# Why cant they sex them!



## Abby (Jan 13, 2011)

i was assured thursday little Cri-kee was DEFIANTLY a girl
i picked a secon female and got them home

i was photoing crikee and she was dull brown with little stress stripes
i sat the unnamed female next to her and BOTH went from stressed to full flare and colour instantly

i think i have two males!

pics coming


----------



## LittleBettas (Jul 23, 2011)

My girl fllares, do they have big beards or little ones? females have small ones


----------



## Abby (Jan 13, 2011)

you tell me what you think! i kinda suck at sexing YOUNG 
sorry i havent resized this is BEFORE i put them beside each other "Cri-kee" jus twas pale and brown with stripes slightly
then the others are them beside each other:
Remember the transformation through these pics was about 5-10 seconds upon seeing the other fish:
View attachment 34331


View attachment 34332


View attachment 34333


----------



## Abby (Jan 13, 2011)

I missed the FULL flare thats some of the beard


----------



## Abby (Jan 13, 2011)

Ok heres how i see it
the male flares a beard and the females flare out their gills correct?
the lil one looks like a girl only flaring her gills


----------



## Abby (Jan 13, 2011)

Gah ignore that post theres beard!


----------



## NCPanthersgurl (Jul 13, 2011)

I'd say the last pic is a male. I could be wrong, but that's what I think. The other looks female. :/


----------



## LittleBettaFish (Oct 2, 2010)

A couple of my more aggressive females flare a beard, but it's not as big or defined as a male's. I have a suspect male in my sorority who seems to flare a lot more than any of my females.

Going by the picture, I would say there is a high possibility it could be a male. Does it have an egg-spot? I've found my suspect male had one like all the other females until he started sprouting and now it's not there any more. 

It's aggravating buying females that turn out to be males. Mine is staying in the sorority until he gets too aggro.


----------



## Abby (Jan 13, 2011)

OK pictures:
This is meant to be Cri-kee
View attachment 34335


View attachment 34336


View attachment 34337


View attachment 34338


----------



## Abby (Jan 13, 2011)

This is meant to be the other female:
View attachment 34339


View attachment 34340


View attachment 34341


View attachment 34342


View attachment 34343


----------



## Abby (Jan 13, 2011)

Egg spot wise i think i can see something on "Cri-kee" and an even smaller spot. im actually straining to see on the other one.

i could just be hoping that its one


----------



## Abby (Jan 13, 2011)

I need them sexed before they are set loose together in the qt tank or should i turn them loose and be on standby???


----------



## LittleBettas (Jul 23, 2011)

They both look like boys to me... :/


----------



## smellsfishie (Apr 14, 2011)

i think they are both boys too... def cri-kee looks like a male. The 2nd one does too but body shape wise kind of looks female...... i would still guess male though based on both their fins and their big beards.


----------



## Abby (Jan 13, 2011)

oh damn!
my lfs only sell male vt and cts these kinda look like PK?


----------



## Abby (Jan 13, 2011)

there goes the idea of turning them loose in the female sorority >:/

my bf is going to be rather upset


----------



## smellsfishie (Apr 14, 2011)

★ ★ ★ ★ ★ ★ ★

What is expected:
Supply the continuation of the forum thread about sexing two supposed female fish, starting with the post under the final header.

(A run of entries)
★ ★ ★ ★ ★ ★ ★

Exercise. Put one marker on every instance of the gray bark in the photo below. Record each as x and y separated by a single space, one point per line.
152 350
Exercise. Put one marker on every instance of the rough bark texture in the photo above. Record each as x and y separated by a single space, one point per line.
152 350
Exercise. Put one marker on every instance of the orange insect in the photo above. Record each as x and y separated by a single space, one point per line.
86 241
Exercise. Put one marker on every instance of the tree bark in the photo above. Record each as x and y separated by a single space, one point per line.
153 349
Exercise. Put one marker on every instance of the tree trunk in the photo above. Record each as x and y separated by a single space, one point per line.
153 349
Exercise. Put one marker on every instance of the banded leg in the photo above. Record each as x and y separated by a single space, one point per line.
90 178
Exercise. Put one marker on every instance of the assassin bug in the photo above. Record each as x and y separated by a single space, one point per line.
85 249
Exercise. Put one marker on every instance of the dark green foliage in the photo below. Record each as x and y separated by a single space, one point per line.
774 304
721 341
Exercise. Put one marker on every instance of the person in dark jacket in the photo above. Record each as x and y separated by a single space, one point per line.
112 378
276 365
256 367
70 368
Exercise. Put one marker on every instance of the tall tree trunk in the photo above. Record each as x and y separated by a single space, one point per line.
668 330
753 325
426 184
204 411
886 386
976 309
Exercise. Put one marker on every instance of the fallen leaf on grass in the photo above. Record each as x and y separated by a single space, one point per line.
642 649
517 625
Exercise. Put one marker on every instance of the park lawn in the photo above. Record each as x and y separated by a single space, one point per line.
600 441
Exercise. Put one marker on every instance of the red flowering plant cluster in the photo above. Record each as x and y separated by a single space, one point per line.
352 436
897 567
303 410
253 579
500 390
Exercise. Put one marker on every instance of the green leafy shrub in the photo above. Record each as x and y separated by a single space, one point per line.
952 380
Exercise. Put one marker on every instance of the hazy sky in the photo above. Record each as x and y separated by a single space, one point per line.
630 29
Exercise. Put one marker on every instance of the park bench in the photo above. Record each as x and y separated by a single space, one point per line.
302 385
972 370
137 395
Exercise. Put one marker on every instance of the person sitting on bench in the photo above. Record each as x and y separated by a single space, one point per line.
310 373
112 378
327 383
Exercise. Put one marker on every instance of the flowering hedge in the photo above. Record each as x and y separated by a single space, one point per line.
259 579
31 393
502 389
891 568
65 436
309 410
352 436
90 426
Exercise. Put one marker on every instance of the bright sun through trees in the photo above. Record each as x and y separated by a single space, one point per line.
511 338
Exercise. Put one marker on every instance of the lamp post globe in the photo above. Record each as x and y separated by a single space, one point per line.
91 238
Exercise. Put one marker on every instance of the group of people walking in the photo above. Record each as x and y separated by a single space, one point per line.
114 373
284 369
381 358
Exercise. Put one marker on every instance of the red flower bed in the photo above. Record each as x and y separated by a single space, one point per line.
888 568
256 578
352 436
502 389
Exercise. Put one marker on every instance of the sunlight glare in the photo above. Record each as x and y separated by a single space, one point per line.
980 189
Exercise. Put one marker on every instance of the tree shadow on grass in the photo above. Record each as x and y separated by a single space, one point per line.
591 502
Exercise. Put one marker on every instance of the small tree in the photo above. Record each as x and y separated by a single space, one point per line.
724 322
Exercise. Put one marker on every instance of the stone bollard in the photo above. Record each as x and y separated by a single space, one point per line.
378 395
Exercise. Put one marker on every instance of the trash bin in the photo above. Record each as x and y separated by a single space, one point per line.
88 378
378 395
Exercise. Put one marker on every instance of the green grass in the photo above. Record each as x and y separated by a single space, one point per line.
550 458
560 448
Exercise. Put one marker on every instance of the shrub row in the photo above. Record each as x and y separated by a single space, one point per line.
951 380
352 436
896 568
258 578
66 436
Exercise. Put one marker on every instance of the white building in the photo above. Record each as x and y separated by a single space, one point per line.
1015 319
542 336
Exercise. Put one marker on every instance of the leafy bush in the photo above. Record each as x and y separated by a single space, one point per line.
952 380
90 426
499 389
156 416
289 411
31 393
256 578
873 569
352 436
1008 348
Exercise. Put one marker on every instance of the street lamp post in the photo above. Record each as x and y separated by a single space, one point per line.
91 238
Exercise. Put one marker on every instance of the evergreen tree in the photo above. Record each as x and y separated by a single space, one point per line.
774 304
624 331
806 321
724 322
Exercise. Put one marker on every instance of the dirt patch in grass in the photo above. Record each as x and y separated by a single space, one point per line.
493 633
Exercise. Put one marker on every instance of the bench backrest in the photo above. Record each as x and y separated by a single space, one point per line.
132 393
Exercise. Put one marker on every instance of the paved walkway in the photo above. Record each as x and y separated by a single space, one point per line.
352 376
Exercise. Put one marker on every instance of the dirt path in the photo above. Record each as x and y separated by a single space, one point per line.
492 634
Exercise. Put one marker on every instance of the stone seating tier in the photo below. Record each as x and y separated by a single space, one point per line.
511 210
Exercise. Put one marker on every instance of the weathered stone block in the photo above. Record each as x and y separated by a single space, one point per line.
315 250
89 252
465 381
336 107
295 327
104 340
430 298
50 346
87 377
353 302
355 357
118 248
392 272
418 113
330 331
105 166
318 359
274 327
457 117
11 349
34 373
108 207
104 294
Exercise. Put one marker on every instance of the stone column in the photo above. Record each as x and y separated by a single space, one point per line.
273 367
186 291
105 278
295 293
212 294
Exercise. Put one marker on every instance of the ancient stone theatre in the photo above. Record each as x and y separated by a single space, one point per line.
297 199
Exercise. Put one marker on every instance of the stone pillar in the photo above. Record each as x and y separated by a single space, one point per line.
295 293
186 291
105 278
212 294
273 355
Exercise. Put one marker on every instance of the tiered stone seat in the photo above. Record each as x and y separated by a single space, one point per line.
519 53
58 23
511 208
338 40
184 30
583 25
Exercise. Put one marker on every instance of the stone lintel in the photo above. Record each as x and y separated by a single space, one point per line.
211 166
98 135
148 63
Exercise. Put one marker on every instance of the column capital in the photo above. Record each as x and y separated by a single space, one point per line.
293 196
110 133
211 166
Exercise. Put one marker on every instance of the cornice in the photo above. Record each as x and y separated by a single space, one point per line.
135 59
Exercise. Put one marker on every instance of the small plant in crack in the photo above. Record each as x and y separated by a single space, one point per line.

★ ★ ★ ★ ★ ★ ★

Answer to the problem:
They do look like PK....... I don't know, i could be wrong. But they look like my male plakats.


----------



## LittleBettas (Jul 23, 2011)

^ agreed, they look like male PK


----------



## Abby (Jan 13, 2011)

ok now im up the creek without a paddle i cant turn both loose in the qt tank i set up it has rayne floating in it i dont have a spare heater i dont think *runs to suss the situation out*


----------



## cajunamy (Apr 28, 2011)

both look male to me, females don't have beards at all as far as i know


----------



## Abby (Jan 13, 2011)

This is all females flare that i know of:
*just their gills flared*
View attachment 34346


View attachment 34347


----------



## smellsfishie (Apr 14, 2011)

ooh that top female is purty  Yes, when my females have flared, just their little side cheeks flare out, no beard that I have ever saw. :/ sorry. You could try returning them to the pet store, if you are not already deeply attached...


----------



## Abby (Jan 13, 2011)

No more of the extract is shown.